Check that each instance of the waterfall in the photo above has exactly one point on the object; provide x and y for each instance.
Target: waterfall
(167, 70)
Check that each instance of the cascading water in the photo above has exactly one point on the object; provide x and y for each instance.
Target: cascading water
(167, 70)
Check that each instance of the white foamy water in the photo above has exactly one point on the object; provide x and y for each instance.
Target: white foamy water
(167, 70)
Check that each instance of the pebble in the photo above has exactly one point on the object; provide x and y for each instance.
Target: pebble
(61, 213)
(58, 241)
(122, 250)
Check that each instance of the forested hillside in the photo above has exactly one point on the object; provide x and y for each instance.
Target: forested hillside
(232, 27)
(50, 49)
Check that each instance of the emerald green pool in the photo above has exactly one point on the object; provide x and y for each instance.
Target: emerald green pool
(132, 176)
———
> Written request: Change every "pebble" in the records above to "stone" and write all the lines out again, leaving everything else as it stands.

> Answer to this problem:
Check that each instance of the waterfall in the photo above has exactly one point on the object; provide x and y for each instance.
Target: waterfall
(167, 70)
Check that each instance of the cascading water in the photo above has exactly one point on the object; provide x and y for each instance.
Target: cascading water
(167, 70)
Check that each instance of the white foamy water in the photo above has exactly one point on the object; provide x and y for each instance.
Target: white foamy water
(167, 70)
Check that each instance of the stone in the photo above has exactly one point on the object; provide x and y for each instance.
Target: stone
(61, 213)
(58, 241)
(122, 250)
Check that each instance of the forested hillside in the photo above has exactly one point on the object; provide x and y for each instance.
Target: forested hillside
(232, 27)
(50, 49)
Check that each instance of the emerald green pool in the photo above has exactly one point on the object; provide x and y for each instance.
Target: emerald green pool
(132, 176)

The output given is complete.